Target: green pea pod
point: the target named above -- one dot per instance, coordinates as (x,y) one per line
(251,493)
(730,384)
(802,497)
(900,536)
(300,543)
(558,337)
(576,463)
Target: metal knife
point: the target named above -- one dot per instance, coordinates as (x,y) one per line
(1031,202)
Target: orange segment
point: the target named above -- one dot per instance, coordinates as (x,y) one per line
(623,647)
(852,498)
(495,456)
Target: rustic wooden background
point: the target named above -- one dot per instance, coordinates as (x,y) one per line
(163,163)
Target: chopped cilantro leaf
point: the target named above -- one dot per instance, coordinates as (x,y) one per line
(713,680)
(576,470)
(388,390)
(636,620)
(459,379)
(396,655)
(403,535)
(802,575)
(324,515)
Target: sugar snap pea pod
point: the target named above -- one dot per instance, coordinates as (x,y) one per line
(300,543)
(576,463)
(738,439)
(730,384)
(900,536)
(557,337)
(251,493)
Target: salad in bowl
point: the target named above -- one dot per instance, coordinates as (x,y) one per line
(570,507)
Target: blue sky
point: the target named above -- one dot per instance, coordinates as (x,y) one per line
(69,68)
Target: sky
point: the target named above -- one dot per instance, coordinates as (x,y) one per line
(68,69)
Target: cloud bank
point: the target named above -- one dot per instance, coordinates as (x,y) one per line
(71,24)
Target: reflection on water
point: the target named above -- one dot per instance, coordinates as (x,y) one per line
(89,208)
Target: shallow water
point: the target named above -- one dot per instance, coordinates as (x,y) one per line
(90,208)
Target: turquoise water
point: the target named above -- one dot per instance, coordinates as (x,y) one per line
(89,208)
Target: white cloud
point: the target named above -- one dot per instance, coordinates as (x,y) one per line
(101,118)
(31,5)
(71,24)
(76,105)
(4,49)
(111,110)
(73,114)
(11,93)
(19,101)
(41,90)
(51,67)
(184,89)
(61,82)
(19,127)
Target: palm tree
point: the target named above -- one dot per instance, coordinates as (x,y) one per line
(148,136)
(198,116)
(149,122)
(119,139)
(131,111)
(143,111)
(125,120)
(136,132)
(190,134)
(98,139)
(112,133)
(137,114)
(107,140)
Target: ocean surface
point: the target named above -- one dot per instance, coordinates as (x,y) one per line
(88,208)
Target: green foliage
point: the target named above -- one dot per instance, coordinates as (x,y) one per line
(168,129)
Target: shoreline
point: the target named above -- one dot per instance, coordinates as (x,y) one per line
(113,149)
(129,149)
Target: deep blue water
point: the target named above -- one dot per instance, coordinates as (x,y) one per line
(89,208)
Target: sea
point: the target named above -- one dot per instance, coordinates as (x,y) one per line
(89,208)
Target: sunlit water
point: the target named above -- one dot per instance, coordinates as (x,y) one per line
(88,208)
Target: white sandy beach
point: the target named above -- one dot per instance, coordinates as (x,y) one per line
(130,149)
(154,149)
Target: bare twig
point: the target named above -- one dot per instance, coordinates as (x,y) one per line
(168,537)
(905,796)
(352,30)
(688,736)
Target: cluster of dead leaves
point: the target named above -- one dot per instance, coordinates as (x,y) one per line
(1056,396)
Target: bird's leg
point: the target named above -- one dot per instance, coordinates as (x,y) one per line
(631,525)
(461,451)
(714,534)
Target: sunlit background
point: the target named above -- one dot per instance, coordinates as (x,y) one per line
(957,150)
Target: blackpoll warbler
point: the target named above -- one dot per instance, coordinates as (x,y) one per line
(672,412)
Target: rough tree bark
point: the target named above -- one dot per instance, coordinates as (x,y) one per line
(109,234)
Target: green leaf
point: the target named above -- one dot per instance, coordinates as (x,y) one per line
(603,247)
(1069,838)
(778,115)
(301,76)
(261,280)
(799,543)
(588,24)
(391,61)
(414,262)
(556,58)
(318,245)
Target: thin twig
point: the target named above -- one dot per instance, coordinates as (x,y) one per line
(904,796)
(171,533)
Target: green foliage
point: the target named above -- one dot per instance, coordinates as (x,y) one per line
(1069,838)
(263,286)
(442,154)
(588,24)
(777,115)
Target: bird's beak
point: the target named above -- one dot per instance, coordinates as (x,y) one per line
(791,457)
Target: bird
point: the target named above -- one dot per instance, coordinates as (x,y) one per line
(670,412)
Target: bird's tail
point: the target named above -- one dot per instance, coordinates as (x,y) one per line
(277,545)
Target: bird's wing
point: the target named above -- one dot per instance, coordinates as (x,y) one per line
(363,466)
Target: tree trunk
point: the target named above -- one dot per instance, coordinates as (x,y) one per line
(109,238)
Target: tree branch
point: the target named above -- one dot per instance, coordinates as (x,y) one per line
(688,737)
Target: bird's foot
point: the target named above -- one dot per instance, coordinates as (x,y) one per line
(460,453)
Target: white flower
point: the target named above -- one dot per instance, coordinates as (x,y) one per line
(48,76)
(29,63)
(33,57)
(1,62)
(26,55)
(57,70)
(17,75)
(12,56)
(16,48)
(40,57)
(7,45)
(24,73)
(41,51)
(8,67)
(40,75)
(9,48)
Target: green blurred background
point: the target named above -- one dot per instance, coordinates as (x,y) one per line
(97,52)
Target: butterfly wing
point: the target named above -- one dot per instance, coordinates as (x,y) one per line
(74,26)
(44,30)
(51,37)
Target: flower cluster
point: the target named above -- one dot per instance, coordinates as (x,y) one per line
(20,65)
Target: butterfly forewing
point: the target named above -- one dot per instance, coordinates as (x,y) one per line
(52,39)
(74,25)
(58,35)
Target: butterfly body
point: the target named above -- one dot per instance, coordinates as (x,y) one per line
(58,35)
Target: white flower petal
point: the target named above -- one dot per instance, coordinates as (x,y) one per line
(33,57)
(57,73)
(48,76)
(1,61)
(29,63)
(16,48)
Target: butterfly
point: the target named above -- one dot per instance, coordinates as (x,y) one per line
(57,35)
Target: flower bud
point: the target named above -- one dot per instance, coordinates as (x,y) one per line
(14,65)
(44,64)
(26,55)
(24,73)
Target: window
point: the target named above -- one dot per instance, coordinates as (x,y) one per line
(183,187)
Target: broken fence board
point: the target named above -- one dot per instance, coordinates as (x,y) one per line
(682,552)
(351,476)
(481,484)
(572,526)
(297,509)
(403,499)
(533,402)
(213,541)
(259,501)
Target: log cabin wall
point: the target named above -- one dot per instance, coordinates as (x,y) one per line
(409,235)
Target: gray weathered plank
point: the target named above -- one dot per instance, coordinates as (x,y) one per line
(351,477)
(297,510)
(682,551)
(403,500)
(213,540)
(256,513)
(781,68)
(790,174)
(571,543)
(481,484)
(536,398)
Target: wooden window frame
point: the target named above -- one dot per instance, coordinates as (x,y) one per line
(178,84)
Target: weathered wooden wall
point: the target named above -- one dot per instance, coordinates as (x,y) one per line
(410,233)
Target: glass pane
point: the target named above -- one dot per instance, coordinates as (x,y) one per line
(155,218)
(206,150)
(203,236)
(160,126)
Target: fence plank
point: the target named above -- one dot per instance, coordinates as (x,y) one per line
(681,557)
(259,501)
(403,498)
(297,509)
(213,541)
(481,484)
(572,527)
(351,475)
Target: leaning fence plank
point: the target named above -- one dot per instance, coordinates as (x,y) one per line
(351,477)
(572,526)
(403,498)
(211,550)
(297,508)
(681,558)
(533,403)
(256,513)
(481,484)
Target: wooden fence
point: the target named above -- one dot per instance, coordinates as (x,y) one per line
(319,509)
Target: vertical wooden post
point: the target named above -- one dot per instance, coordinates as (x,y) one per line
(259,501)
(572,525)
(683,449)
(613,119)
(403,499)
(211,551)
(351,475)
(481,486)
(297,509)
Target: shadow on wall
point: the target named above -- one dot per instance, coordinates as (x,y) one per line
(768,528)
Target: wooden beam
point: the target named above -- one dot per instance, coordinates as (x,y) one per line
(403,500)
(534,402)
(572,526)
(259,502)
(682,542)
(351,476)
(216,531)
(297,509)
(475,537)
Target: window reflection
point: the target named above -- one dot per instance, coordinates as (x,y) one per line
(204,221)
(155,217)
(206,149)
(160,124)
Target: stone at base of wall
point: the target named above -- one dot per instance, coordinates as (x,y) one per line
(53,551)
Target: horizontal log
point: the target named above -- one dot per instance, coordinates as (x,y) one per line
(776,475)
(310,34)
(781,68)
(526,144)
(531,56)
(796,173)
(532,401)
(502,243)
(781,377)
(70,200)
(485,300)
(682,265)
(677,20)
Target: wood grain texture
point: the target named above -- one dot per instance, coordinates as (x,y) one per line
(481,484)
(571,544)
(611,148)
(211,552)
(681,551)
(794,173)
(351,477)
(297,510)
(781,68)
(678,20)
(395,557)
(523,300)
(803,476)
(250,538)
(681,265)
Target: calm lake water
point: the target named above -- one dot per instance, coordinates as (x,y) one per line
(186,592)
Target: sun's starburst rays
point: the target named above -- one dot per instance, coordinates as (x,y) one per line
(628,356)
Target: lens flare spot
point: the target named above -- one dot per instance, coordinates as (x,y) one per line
==================================================
▶ **REQUIRED WORK**: If a line of the entries above holds "flower", count it, then report the total alone.

▶ **EXERCISE ANSWER**: 4